● **Your goal**
Copy out the lines starting with the line that contains "Please examine this image carefully and locate the grass bank." and going on through the line that contains "[427, 42, 460, 72]", multiplying every bounding-box coordinate in the answers by 1.3 and rounding to whole numbers, with halves rounded up. Keep all other text on those lines unchanged.

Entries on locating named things
════════════════

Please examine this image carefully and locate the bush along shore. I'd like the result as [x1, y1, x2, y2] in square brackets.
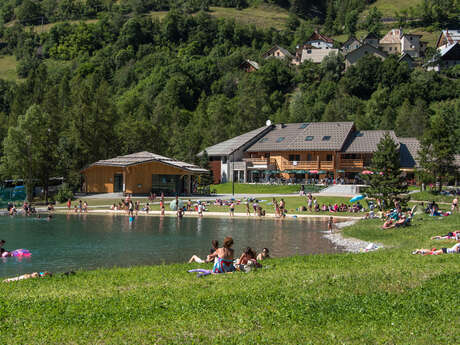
[0, 214, 460, 344]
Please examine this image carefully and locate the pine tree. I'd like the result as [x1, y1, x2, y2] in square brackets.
[418, 104, 457, 191]
[365, 133, 408, 207]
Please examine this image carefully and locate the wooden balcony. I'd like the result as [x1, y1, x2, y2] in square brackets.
[320, 161, 334, 170]
[339, 159, 364, 169]
[243, 157, 270, 165]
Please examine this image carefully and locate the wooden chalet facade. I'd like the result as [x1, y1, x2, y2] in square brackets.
[81, 152, 208, 195]
[205, 122, 419, 182]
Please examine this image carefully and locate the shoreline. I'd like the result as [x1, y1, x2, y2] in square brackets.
[50, 209, 363, 220]
[323, 219, 384, 254]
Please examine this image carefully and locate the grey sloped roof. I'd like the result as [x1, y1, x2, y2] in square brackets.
[247, 122, 353, 152]
[398, 138, 420, 168]
[198, 126, 272, 156]
[343, 131, 399, 153]
[84, 151, 208, 173]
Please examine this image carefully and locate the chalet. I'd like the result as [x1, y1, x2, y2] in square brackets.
[305, 31, 334, 49]
[240, 60, 260, 73]
[300, 47, 339, 63]
[345, 43, 388, 68]
[436, 29, 460, 49]
[81, 152, 209, 194]
[262, 45, 294, 60]
[379, 29, 422, 57]
[200, 122, 418, 183]
[427, 42, 460, 71]
[363, 32, 379, 48]
[341, 37, 362, 54]
[398, 53, 417, 68]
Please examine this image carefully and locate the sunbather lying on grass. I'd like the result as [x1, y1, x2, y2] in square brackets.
[431, 230, 460, 240]
[412, 240, 460, 255]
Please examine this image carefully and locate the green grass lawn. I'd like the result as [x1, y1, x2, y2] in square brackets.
[0, 211, 460, 345]
[410, 191, 454, 203]
[0, 55, 19, 81]
[369, 0, 421, 18]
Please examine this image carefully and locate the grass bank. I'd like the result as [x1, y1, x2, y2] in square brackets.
[0, 215, 460, 344]
[410, 191, 454, 203]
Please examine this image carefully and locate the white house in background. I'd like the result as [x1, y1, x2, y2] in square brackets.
[342, 37, 362, 54]
[304, 30, 334, 49]
[379, 29, 422, 58]
[300, 47, 339, 63]
[427, 42, 460, 72]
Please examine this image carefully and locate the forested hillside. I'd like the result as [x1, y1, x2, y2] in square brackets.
[0, 0, 460, 186]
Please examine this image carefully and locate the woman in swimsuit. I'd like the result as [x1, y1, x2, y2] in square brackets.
[208, 236, 235, 273]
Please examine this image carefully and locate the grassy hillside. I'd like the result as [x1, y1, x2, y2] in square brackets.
[0, 55, 18, 80]
[369, 0, 422, 18]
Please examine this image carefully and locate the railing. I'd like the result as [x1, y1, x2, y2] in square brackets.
[339, 159, 364, 168]
[243, 158, 270, 165]
[320, 161, 334, 170]
[282, 161, 319, 170]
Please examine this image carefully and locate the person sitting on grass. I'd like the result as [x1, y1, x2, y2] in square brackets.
[3, 271, 52, 283]
[209, 236, 235, 274]
[257, 248, 270, 261]
[382, 218, 395, 229]
[188, 240, 219, 264]
[412, 239, 460, 255]
[431, 230, 460, 240]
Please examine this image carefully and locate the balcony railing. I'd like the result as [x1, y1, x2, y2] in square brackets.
[243, 158, 270, 165]
[282, 161, 319, 170]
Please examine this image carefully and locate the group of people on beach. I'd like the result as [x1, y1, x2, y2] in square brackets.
[188, 236, 270, 274]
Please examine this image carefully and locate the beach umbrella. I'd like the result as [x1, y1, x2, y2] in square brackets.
[169, 199, 185, 211]
[350, 194, 364, 202]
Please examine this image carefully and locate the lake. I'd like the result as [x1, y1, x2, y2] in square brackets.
[0, 214, 341, 277]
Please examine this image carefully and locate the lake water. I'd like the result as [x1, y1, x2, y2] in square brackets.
[0, 215, 340, 277]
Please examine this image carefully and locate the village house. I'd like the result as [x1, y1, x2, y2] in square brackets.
[240, 60, 260, 73]
[199, 122, 419, 183]
[262, 45, 294, 60]
[379, 29, 422, 58]
[81, 152, 209, 195]
[341, 37, 362, 54]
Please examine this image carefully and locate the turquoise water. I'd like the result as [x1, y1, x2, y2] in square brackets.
[0, 214, 339, 277]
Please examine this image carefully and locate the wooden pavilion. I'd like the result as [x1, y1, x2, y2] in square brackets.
[81, 152, 209, 195]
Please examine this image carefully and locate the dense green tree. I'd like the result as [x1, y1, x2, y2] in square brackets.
[2, 105, 57, 200]
[418, 104, 458, 190]
[365, 133, 408, 208]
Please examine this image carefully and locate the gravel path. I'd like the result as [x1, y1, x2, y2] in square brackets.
[324, 220, 383, 253]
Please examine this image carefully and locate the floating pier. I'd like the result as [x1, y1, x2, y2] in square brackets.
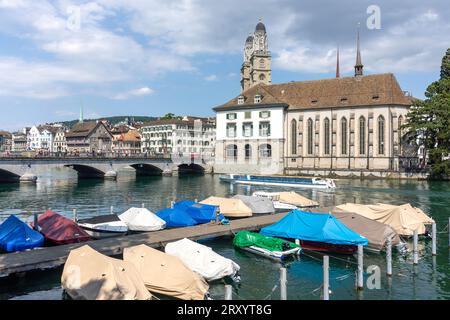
[0, 213, 287, 277]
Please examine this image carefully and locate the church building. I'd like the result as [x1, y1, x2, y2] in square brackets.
[214, 22, 416, 176]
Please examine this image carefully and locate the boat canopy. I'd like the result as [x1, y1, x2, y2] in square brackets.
[0, 215, 44, 252]
[200, 197, 253, 218]
[173, 200, 225, 224]
[61, 245, 152, 300]
[156, 208, 198, 228]
[233, 195, 275, 214]
[165, 238, 240, 281]
[337, 203, 434, 236]
[233, 231, 300, 251]
[123, 244, 209, 300]
[119, 208, 166, 231]
[261, 210, 368, 246]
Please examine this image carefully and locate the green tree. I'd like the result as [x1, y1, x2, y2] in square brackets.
[404, 49, 450, 178]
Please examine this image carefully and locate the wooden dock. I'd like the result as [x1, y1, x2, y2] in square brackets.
[0, 213, 286, 277]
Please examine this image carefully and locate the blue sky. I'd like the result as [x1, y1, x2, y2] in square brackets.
[0, 0, 450, 130]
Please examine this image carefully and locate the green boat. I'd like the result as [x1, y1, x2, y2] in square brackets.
[233, 231, 301, 260]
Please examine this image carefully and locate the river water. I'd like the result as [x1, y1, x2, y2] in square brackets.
[0, 169, 450, 300]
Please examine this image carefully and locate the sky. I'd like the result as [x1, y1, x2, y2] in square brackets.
[0, 0, 450, 131]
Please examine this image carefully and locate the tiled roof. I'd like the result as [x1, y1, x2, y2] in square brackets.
[214, 73, 411, 111]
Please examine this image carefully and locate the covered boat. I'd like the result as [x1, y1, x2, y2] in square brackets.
[173, 200, 225, 224]
[165, 238, 240, 281]
[312, 208, 403, 251]
[233, 195, 275, 214]
[261, 210, 368, 254]
[34, 210, 91, 245]
[78, 214, 128, 239]
[233, 231, 301, 259]
[119, 208, 166, 231]
[123, 244, 209, 300]
[0, 215, 44, 252]
[200, 197, 253, 218]
[61, 245, 152, 300]
[337, 203, 434, 236]
[156, 208, 198, 228]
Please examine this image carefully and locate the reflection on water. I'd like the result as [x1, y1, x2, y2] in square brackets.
[0, 169, 450, 300]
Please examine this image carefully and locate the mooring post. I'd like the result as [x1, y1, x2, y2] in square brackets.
[386, 238, 392, 277]
[357, 245, 364, 290]
[225, 284, 233, 300]
[323, 256, 330, 300]
[280, 268, 287, 300]
[431, 222, 437, 256]
[413, 230, 419, 264]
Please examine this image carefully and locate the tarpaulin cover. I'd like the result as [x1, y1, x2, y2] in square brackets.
[261, 210, 368, 246]
[0, 215, 44, 252]
[61, 245, 152, 300]
[123, 244, 209, 300]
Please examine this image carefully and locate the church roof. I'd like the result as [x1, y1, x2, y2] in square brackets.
[214, 73, 412, 111]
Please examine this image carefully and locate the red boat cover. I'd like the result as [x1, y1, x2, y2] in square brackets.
[38, 210, 91, 244]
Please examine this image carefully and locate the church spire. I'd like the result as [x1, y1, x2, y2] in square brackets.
[355, 23, 364, 77]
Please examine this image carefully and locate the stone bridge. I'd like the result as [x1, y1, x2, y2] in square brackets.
[0, 157, 212, 182]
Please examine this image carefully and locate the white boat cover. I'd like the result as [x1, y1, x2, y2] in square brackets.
[337, 203, 433, 236]
[119, 208, 166, 231]
[123, 244, 209, 300]
[165, 238, 240, 281]
[233, 195, 275, 214]
[200, 197, 253, 218]
[61, 245, 152, 300]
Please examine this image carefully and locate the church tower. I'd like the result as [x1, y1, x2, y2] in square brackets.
[241, 20, 272, 91]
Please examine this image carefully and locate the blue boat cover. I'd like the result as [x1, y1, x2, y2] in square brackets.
[0, 215, 44, 252]
[156, 208, 198, 228]
[260, 210, 369, 246]
[174, 200, 225, 224]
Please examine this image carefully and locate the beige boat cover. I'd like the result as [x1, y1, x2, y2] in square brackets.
[277, 191, 319, 208]
[61, 245, 152, 300]
[200, 197, 253, 218]
[337, 203, 433, 236]
[123, 244, 209, 300]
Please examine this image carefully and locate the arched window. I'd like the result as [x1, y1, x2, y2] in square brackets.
[341, 118, 348, 154]
[245, 144, 252, 159]
[323, 118, 330, 154]
[259, 144, 272, 158]
[226, 144, 237, 159]
[291, 119, 297, 154]
[359, 116, 366, 155]
[378, 116, 385, 154]
[306, 118, 313, 154]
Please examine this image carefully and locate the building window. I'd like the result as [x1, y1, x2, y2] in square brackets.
[226, 144, 237, 159]
[378, 116, 385, 154]
[259, 122, 270, 137]
[341, 118, 348, 154]
[359, 117, 366, 155]
[227, 123, 236, 138]
[245, 144, 252, 160]
[259, 144, 272, 158]
[323, 118, 330, 155]
[306, 118, 313, 154]
[242, 122, 253, 138]
[291, 119, 297, 154]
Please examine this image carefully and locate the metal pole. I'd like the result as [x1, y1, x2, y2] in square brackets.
[431, 222, 437, 256]
[386, 238, 392, 277]
[225, 284, 233, 300]
[413, 230, 419, 264]
[323, 256, 330, 300]
[280, 268, 287, 300]
[358, 245, 364, 290]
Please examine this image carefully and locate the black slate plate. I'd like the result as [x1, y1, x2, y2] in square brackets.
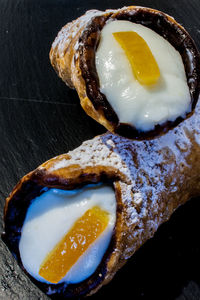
[0, 0, 200, 300]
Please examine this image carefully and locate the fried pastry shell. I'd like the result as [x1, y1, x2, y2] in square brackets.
[3, 99, 200, 298]
[50, 6, 200, 140]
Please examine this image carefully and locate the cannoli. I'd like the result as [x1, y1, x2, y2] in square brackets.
[3, 98, 200, 298]
[50, 6, 200, 139]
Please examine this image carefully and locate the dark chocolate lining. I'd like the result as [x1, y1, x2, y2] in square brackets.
[79, 7, 200, 139]
[2, 172, 117, 299]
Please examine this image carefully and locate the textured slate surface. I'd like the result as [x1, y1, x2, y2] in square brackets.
[0, 0, 200, 300]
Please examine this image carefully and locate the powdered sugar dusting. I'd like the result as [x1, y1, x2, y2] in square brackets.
[39, 100, 200, 257]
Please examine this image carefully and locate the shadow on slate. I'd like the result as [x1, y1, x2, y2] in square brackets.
[0, 0, 200, 300]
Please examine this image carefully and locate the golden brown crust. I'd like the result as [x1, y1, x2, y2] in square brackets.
[50, 6, 200, 139]
[5, 99, 200, 297]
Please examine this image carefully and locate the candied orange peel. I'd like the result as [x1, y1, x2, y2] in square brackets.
[39, 206, 109, 283]
[113, 31, 160, 85]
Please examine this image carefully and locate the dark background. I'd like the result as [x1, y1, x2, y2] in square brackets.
[0, 0, 200, 300]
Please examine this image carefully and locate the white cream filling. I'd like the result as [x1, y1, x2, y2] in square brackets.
[96, 21, 191, 131]
[19, 184, 116, 283]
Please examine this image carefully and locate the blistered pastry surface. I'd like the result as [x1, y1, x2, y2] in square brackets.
[50, 6, 200, 139]
[36, 99, 200, 290]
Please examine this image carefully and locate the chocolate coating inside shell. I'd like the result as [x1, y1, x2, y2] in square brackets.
[2, 173, 115, 299]
[79, 7, 200, 139]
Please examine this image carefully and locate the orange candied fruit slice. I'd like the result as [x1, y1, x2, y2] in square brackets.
[113, 31, 160, 85]
[39, 206, 109, 283]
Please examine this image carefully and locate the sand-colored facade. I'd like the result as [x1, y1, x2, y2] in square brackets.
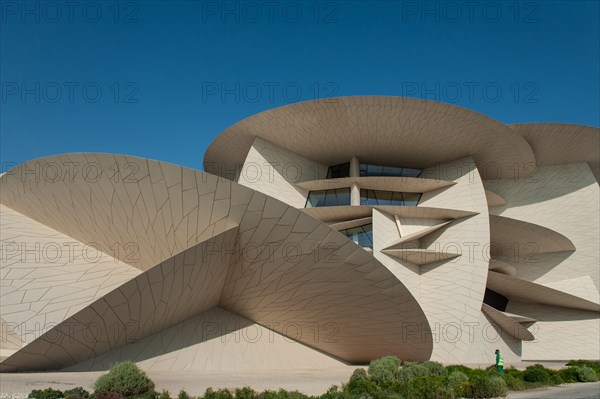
[0, 97, 600, 371]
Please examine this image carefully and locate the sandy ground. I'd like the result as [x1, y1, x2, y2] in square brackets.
[508, 382, 600, 399]
[0, 366, 356, 397]
[0, 362, 600, 399]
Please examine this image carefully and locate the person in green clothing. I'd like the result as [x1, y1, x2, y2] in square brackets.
[496, 349, 504, 374]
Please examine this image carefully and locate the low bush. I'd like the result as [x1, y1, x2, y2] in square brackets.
[404, 376, 456, 399]
[397, 363, 429, 385]
[575, 366, 598, 382]
[257, 389, 307, 399]
[421, 361, 448, 377]
[94, 361, 156, 399]
[177, 389, 192, 399]
[63, 387, 92, 399]
[29, 388, 63, 399]
[464, 376, 508, 398]
[156, 389, 171, 399]
[448, 371, 469, 397]
[344, 369, 378, 393]
[202, 388, 233, 399]
[558, 367, 578, 383]
[523, 364, 552, 385]
[369, 356, 401, 384]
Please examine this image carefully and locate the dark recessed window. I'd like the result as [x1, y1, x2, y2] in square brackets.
[483, 288, 508, 312]
[360, 163, 423, 177]
[305, 188, 350, 208]
[360, 189, 421, 206]
[340, 224, 373, 248]
[327, 162, 350, 179]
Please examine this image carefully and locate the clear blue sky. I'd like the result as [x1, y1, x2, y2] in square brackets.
[0, 1, 600, 170]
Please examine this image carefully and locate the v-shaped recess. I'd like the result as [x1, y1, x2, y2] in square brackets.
[383, 218, 453, 251]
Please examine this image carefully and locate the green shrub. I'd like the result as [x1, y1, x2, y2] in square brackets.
[502, 366, 523, 380]
[523, 364, 552, 385]
[558, 367, 579, 383]
[575, 366, 598, 382]
[63, 387, 92, 399]
[29, 388, 63, 399]
[405, 375, 456, 399]
[465, 377, 508, 398]
[257, 389, 307, 399]
[94, 362, 154, 399]
[397, 363, 429, 385]
[202, 388, 233, 399]
[421, 361, 448, 377]
[369, 356, 400, 384]
[446, 366, 489, 380]
[202, 388, 233, 399]
[448, 371, 469, 397]
[502, 374, 527, 391]
[177, 389, 192, 399]
[344, 369, 377, 393]
[157, 389, 171, 399]
[235, 387, 257, 399]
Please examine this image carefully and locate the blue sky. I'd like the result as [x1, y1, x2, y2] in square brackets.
[0, 0, 600, 171]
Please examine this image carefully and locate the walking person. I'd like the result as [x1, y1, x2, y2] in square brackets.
[496, 349, 504, 374]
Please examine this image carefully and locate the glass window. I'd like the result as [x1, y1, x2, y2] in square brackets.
[305, 188, 350, 208]
[359, 163, 423, 177]
[360, 189, 421, 206]
[402, 193, 421, 206]
[340, 224, 373, 248]
[327, 162, 350, 179]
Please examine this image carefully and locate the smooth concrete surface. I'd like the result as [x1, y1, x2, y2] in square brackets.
[0, 366, 356, 398]
[0, 366, 600, 399]
[0, 96, 600, 373]
[508, 382, 600, 399]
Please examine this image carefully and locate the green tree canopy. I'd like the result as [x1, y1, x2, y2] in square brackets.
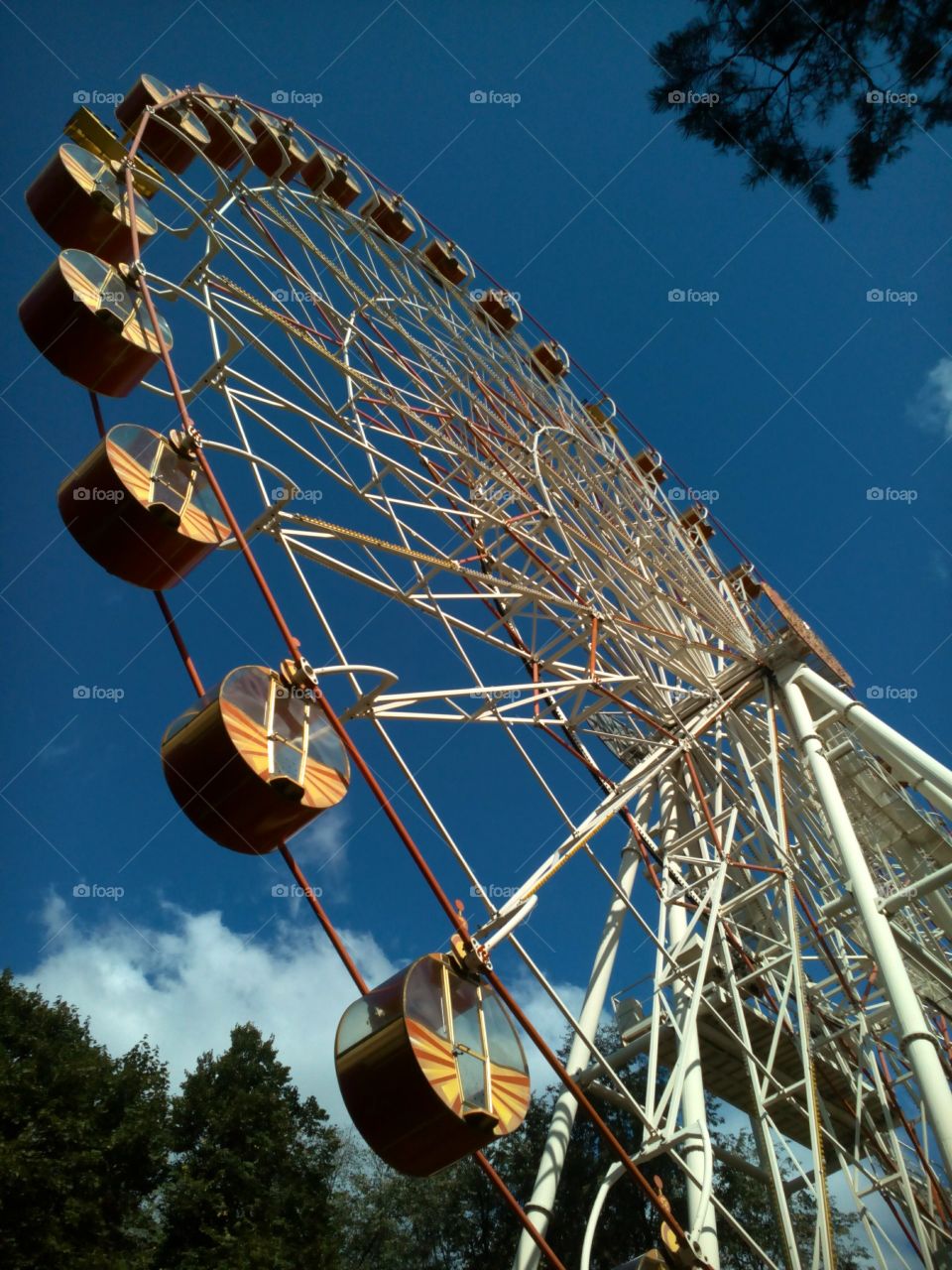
[650, 0, 952, 219]
[0, 970, 168, 1270]
[159, 1024, 340, 1270]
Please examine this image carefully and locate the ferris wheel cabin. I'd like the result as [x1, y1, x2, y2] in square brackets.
[335, 953, 530, 1178]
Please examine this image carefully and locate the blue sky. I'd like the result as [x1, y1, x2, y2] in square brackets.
[0, 0, 952, 1102]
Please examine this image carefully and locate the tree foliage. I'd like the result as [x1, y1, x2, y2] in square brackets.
[0, 970, 168, 1270]
[0, 972, 867, 1270]
[650, 0, 952, 219]
[160, 1024, 340, 1270]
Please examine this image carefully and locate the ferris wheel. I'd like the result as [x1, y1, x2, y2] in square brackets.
[20, 75, 952, 1270]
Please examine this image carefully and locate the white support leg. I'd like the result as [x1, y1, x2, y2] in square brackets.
[783, 682, 952, 1181]
[513, 842, 640, 1270]
[657, 771, 721, 1270]
[794, 666, 952, 818]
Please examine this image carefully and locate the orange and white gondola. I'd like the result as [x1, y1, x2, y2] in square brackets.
[162, 666, 350, 854]
[27, 141, 159, 264]
[58, 423, 230, 590]
[19, 248, 172, 396]
[335, 953, 530, 1178]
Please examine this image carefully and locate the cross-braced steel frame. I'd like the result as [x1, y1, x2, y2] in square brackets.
[61, 89, 952, 1270]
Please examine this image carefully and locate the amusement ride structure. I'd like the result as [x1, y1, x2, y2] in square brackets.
[20, 75, 952, 1270]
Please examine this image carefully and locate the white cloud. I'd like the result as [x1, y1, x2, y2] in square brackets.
[20, 898, 398, 1121]
[908, 357, 952, 437]
[19, 897, 581, 1124]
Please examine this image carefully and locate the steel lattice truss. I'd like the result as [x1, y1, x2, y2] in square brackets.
[66, 91, 952, 1266]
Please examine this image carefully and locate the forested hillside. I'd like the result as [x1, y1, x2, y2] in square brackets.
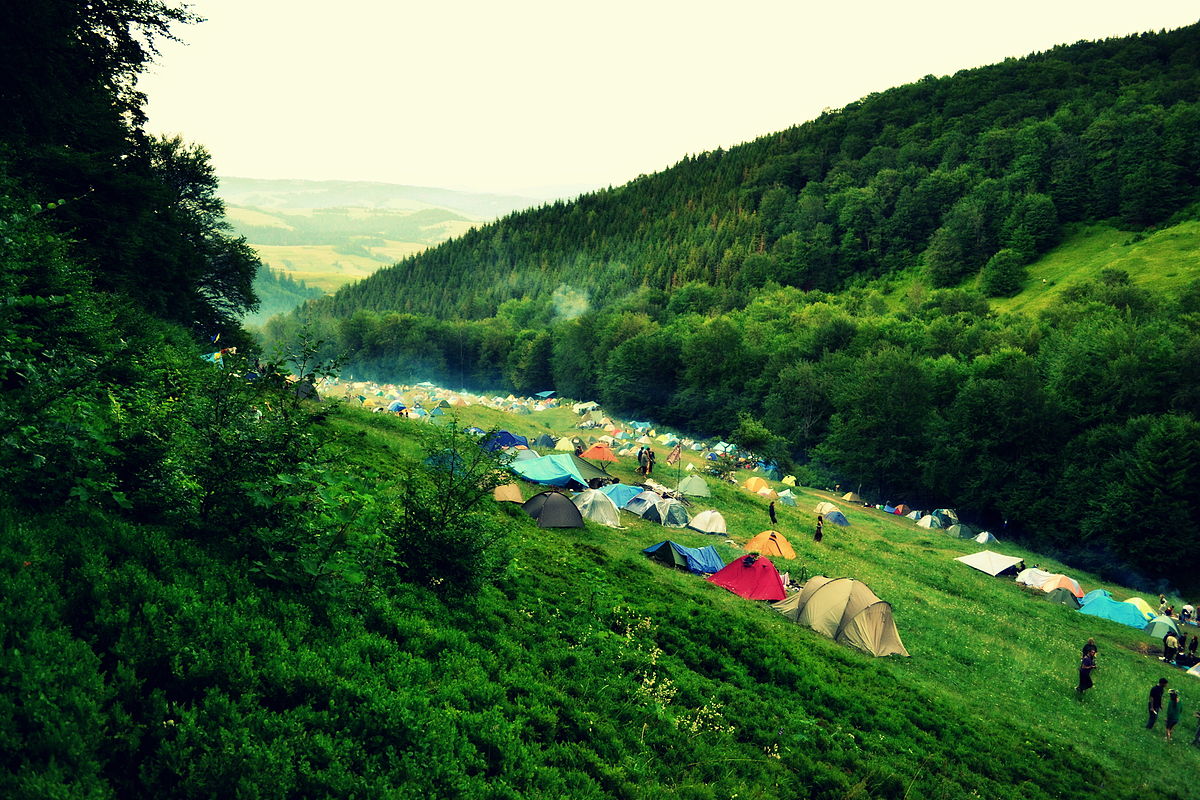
[268, 26, 1200, 592]
[312, 25, 1200, 318]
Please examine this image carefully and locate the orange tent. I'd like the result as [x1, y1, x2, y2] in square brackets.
[580, 441, 617, 461]
[744, 530, 796, 559]
[1042, 575, 1084, 597]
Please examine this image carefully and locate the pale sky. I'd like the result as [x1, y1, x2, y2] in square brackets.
[140, 0, 1200, 197]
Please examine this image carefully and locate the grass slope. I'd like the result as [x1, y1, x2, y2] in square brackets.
[336, 408, 1200, 798]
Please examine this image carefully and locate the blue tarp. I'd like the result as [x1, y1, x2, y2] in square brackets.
[509, 456, 588, 488]
[482, 431, 529, 451]
[642, 540, 725, 573]
[600, 483, 642, 509]
[1079, 593, 1146, 631]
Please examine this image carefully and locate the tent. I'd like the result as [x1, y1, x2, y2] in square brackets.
[642, 498, 688, 528]
[1046, 587, 1079, 608]
[1124, 597, 1158, 622]
[521, 492, 583, 528]
[492, 483, 524, 503]
[1016, 567, 1054, 588]
[688, 509, 728, 534]
[954, 551, 1022, 577]
[676, 475, 713, 498]
[482, 431, 529, 452]
[706, 555, 787, 600]
[622, 489, 662, 517]
[1042, 575, 1084, 597]
[1079, 595, 1148, 631]
[1142, 614, 1180, 640]
[580, 441, 617, 462]
[824, 509, 850, 528]
[509, 453, 588, 489]
[743, 530, 796, 559]
[642, 540, 725, 575]
[772, 575, 908, 656]
[571, 489, 620, 528]
[600, 483, 642, 509]
[742, 475, 770, 492]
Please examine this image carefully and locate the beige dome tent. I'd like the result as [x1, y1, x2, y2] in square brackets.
[773, 575, 908, 656]
[744, 530, 796, 559]
[492, 483, 524, 503]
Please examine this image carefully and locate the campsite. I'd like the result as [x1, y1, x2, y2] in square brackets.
[295, 383, 1200, 798]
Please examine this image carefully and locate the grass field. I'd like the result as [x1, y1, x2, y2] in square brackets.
[316, 395, 1200, 799]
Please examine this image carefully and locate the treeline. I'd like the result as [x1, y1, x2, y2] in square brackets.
[268, 270, 1200, 587]
[304, 25, 1200, 319]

════════════════

● **Solution to this task**
Please examine this image carefully and locate the grass bank. I'd like the result as [x1, y1, x2, y2] in square brackets.
[0, 280, 598, 447]
[533, 248, 590, 264]
Please examine this image carefully and locate the white house in background. I'd like the result as [x1, y1, x2, y2] in square brackets.
[445, 48, 471, 70]
[395, 39, 434, 64]
[493, 38, 549, 75]
[390, 61, 441, 82]
[555, 55, 598, 94]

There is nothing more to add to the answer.